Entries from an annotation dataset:
########
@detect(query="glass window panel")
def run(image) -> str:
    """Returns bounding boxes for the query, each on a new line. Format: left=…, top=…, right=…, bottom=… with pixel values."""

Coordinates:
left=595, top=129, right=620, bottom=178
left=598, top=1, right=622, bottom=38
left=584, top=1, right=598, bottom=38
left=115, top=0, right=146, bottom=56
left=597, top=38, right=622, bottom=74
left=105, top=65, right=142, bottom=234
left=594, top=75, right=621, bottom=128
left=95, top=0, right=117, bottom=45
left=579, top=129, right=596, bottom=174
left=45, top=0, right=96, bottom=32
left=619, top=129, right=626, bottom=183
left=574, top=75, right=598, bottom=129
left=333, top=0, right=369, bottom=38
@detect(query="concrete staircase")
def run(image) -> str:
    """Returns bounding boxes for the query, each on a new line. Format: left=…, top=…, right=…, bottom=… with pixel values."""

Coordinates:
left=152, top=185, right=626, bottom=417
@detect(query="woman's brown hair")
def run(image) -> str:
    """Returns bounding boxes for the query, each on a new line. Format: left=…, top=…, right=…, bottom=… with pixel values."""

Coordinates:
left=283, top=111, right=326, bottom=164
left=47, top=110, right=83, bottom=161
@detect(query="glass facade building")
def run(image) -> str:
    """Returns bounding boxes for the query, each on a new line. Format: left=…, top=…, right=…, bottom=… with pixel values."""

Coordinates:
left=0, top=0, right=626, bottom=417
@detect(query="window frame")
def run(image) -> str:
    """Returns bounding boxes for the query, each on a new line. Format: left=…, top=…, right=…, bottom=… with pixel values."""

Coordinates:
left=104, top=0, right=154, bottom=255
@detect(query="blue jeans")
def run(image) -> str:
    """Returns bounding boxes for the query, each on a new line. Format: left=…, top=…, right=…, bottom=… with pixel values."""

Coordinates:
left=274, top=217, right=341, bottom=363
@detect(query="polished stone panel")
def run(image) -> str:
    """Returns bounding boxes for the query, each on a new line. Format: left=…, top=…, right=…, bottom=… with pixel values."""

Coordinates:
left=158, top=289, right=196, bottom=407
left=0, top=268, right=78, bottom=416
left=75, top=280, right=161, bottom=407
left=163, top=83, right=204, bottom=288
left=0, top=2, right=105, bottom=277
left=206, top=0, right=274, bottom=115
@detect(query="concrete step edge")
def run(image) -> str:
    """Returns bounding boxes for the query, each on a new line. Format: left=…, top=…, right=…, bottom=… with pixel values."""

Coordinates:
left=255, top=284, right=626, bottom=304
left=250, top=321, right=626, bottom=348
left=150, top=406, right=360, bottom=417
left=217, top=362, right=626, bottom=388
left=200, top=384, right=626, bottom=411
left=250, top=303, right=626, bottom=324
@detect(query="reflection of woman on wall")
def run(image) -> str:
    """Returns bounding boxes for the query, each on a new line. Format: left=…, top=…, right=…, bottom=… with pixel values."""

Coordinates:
########
_What you are asked to do_. Rewrite the portion of the items that opens at the very beginning and closes with the line containing "left=45, top=0, right=96, bottom=32", replacing "glass window panel" with "window pane" and keeping everything else the same.

_Worked solution_.
@detect(query="window pane")
def run(image) -> str:
    """Returns bounding boxes for the query, each on a new line. Format: left=…, top=…, right=…, bottom=… with pixel values."""

Coordinates:
left=595, top=129, right=620, bottom=178
left=598, top=1, right=622, bottom=38
left=584, top=1, right=598, bottom=38
left=115, top=0, right=146, bottom=56
left=597, top=38, right=622, bottom=74
left=105, top=65, right=142, bottom=234
left=594, top=75, right=621, bottom=128
left=95, top=0, right=117, bottom=45
left=579, top=129, right=596, bottom=174
left=45, top=0, right=96, bottom=32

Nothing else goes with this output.